Required task A: Repeat the seminar slide text word for word, starting at the words "1. Sequential analysis" and ending after "by Wald (1945)".

Supplied text:

What are these new e-things? And why are they “safe”?

Damjan Vukcevic

EBS mini-seminar, Monash University

29 May 2026

Overview

How we want to analyse our data…

Overview

  1. Sequential analysis
  2. E-statistics
  3. (Briefly…) Sequential intersection tests

Ask me if interested

  • Auditing preferential elections

Sequential analysis

Sequential probability ratio test (SPRT)

Developed by Wald (1945)

Stored items from a collection:

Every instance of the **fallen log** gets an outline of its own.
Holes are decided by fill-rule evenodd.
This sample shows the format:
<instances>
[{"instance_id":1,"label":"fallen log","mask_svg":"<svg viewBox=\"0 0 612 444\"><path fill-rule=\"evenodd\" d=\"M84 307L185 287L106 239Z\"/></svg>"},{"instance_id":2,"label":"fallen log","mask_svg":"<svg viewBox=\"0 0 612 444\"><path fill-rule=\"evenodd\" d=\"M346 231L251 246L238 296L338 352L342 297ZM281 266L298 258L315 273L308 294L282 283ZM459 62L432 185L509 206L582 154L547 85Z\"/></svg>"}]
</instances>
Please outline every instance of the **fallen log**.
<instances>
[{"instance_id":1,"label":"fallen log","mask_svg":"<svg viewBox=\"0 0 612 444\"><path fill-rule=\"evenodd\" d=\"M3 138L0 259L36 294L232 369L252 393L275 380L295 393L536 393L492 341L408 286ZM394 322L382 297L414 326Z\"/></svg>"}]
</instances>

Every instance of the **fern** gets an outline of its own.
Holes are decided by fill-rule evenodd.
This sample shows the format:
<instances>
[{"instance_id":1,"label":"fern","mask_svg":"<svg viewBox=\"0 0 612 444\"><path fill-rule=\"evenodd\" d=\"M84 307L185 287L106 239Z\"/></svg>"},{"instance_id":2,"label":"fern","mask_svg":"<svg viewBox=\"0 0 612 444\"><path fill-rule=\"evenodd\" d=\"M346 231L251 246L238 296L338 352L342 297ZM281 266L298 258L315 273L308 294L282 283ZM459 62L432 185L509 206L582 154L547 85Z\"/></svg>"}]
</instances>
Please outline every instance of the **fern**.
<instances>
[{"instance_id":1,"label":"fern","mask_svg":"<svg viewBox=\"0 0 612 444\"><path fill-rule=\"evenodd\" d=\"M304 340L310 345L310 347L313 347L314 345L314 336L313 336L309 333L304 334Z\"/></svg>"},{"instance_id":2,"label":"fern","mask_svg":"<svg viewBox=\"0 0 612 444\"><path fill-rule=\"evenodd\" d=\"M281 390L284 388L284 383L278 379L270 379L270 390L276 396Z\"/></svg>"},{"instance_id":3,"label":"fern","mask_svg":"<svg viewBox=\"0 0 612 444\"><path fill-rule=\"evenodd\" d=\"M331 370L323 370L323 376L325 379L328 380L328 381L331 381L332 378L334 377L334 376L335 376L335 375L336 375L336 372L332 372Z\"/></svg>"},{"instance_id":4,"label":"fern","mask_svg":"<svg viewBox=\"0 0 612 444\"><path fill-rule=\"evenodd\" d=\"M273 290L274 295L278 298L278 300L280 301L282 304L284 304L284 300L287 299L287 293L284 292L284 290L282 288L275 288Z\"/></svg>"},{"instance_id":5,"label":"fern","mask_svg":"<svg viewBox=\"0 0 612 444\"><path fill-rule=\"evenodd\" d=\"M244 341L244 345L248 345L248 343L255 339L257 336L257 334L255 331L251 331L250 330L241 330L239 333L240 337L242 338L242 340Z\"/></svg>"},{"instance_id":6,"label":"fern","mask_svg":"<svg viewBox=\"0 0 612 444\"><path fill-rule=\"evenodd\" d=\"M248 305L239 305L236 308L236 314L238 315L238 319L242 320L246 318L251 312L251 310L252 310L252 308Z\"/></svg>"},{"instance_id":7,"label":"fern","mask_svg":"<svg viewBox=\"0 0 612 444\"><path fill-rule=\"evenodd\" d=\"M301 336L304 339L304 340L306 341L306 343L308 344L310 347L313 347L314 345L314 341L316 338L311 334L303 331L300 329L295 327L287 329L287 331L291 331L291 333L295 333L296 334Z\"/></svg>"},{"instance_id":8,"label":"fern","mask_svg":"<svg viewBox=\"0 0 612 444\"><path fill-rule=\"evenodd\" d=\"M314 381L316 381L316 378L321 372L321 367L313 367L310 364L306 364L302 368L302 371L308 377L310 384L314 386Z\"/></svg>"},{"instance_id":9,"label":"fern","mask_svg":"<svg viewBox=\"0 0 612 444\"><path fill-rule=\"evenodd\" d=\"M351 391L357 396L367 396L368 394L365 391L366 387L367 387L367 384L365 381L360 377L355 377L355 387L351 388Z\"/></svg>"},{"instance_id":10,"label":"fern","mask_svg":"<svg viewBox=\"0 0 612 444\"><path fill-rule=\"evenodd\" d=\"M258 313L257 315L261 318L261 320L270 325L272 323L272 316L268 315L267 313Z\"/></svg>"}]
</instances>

Required task B: Pull out every line of the listing that contains the string "outline", matching case exactly.

Finished answer A:
1. Sequential analysis
  2. E-statistics
  3. (Briefly…) Sequential intersection tests

Ask me if interested

  • Auditing preferential elections

Sequential analysis

Sequential probability ratio test (SPRT)

Developed by Wald (1945)

Finished answer B:
Every instance of the **fallen log** gets an outline of its own.
Please outline every instance of the **fallen log**.
Every instance of the **fern** gets an outline of its own.
Please outline every instance of the **fern**.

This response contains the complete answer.